**YOUR INSTRUCTIONS**
Please give back word for word the lines below, from the first one through the one with "[segment] dead tree".

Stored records
---+---
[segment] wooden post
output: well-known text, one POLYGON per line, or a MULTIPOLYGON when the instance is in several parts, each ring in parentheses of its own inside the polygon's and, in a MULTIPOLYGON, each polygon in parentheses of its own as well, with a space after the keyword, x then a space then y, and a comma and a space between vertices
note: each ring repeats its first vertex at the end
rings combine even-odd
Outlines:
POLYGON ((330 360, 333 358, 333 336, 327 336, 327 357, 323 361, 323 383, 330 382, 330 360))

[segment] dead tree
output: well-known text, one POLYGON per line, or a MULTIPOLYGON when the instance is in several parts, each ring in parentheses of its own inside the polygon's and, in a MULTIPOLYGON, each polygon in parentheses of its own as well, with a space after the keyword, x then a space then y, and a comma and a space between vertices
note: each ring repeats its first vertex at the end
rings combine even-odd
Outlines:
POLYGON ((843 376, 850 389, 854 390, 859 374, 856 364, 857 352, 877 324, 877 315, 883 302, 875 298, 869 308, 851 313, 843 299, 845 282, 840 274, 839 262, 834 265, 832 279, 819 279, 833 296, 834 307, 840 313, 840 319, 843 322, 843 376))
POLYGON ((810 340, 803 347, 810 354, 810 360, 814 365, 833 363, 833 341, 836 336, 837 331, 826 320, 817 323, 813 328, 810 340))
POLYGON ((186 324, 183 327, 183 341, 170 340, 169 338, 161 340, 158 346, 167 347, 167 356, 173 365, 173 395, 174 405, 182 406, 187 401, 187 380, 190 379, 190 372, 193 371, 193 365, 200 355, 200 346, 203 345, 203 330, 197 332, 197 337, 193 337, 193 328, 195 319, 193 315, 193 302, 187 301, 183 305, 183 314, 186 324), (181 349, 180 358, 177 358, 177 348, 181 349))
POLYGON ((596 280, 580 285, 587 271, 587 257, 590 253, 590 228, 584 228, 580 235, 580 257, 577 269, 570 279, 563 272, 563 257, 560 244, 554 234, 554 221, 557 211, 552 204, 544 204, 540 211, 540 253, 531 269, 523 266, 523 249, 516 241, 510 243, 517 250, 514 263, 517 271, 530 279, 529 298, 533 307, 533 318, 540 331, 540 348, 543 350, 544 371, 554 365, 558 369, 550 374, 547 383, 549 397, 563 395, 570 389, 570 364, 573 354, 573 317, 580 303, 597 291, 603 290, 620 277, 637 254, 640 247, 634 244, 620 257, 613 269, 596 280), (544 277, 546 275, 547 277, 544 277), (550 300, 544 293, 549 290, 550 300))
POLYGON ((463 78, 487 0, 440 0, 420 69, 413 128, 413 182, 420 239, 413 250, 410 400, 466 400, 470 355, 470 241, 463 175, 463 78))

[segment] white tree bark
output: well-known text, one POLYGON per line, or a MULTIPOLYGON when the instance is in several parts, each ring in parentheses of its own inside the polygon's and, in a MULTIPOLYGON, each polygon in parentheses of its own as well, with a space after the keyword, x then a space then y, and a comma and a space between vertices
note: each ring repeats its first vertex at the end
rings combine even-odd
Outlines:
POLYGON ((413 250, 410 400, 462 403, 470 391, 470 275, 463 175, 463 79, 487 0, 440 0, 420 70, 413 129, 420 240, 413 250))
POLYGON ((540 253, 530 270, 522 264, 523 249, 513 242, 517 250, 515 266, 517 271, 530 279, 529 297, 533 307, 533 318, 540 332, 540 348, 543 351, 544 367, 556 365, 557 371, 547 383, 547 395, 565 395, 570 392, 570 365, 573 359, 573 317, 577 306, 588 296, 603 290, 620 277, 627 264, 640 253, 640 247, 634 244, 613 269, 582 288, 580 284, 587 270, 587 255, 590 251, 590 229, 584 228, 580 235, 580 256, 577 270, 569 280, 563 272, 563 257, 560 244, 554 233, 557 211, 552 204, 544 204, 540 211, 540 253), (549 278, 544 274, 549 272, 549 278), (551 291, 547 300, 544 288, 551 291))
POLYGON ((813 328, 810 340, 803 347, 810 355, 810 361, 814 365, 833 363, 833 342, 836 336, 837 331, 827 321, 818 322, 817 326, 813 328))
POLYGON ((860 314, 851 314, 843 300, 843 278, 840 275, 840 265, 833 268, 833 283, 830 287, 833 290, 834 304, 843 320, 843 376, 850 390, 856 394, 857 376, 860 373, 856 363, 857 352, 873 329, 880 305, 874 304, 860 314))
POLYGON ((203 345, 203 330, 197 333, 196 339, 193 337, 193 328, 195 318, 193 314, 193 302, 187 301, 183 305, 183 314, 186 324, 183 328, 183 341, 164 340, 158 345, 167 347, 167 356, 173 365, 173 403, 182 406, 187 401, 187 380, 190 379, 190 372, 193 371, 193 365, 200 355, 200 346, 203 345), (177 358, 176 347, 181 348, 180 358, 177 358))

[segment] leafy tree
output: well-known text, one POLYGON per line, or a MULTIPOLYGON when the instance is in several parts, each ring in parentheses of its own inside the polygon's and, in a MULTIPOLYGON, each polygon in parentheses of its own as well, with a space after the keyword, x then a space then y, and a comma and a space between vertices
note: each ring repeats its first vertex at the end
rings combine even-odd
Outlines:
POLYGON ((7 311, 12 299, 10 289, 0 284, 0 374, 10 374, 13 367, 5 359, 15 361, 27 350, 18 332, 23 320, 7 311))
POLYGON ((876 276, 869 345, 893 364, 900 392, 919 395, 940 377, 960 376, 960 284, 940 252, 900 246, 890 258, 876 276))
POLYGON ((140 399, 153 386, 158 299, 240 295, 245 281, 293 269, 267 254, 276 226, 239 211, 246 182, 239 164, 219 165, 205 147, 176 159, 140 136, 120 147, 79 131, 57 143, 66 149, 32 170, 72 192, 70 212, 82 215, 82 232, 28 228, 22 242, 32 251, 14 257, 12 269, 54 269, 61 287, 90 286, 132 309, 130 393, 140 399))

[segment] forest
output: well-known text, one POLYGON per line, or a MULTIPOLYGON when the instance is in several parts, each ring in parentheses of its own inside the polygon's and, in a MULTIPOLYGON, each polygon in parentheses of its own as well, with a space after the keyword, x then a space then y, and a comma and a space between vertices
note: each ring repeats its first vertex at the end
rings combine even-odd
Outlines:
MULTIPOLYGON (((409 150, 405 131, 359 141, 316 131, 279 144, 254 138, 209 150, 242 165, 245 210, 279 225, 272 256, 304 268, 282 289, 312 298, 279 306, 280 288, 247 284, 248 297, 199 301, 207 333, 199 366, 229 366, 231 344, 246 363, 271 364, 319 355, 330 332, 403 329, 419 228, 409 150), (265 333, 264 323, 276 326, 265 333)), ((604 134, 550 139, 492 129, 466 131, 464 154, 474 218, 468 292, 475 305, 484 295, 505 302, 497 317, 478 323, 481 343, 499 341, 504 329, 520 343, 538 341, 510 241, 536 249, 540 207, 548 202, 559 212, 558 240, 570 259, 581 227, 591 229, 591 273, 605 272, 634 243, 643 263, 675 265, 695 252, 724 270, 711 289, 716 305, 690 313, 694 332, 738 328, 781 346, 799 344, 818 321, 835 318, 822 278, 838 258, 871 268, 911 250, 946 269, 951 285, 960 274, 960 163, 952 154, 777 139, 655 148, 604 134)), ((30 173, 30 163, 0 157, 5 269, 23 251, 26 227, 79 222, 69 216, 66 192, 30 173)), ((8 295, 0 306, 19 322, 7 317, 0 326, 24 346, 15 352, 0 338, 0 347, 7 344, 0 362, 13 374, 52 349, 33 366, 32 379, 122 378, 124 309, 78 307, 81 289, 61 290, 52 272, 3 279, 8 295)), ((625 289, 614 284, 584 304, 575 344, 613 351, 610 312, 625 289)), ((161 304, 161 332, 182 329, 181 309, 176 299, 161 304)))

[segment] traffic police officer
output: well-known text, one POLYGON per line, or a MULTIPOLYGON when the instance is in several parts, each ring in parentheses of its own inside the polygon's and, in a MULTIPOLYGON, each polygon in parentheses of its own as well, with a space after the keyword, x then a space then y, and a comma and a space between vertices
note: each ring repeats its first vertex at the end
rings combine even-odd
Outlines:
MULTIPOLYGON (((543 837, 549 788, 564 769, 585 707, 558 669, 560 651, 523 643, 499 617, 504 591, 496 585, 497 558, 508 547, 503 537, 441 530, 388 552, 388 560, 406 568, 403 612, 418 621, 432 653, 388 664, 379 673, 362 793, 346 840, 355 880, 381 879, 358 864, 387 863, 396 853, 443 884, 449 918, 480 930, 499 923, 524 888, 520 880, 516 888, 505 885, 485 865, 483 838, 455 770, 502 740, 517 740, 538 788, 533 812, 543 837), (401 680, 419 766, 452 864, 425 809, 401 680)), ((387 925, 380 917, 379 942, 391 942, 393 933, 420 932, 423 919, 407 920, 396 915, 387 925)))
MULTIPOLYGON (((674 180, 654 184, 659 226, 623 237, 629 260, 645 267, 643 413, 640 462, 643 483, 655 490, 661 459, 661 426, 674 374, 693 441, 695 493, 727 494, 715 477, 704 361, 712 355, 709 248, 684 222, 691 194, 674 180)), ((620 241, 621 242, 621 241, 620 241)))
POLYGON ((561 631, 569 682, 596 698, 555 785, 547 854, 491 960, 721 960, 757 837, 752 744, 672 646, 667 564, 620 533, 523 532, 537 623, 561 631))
---+---
**ANSWER TO THIS PROBLEM**
[segment] wooden post
output: well-known text, one POLYGON per line, or a MULTIPOLYGON when the instance is in several parts, each ring in parentheses of its own inside the polygon's and, in a MULTIPOLYGON, each polygon in parentheses of its own as well, with a space after the keyword, x then a space then y, and a comma and a space between vertices
note: each ring repeats its first vertex at the end
rings combine even-odd
Outlines:
POLYGON ((330 360, 333 358, 333 336, 327 336, 327 357, 323 361, 323 383, 330 382, 330 360))

[segment] dead tree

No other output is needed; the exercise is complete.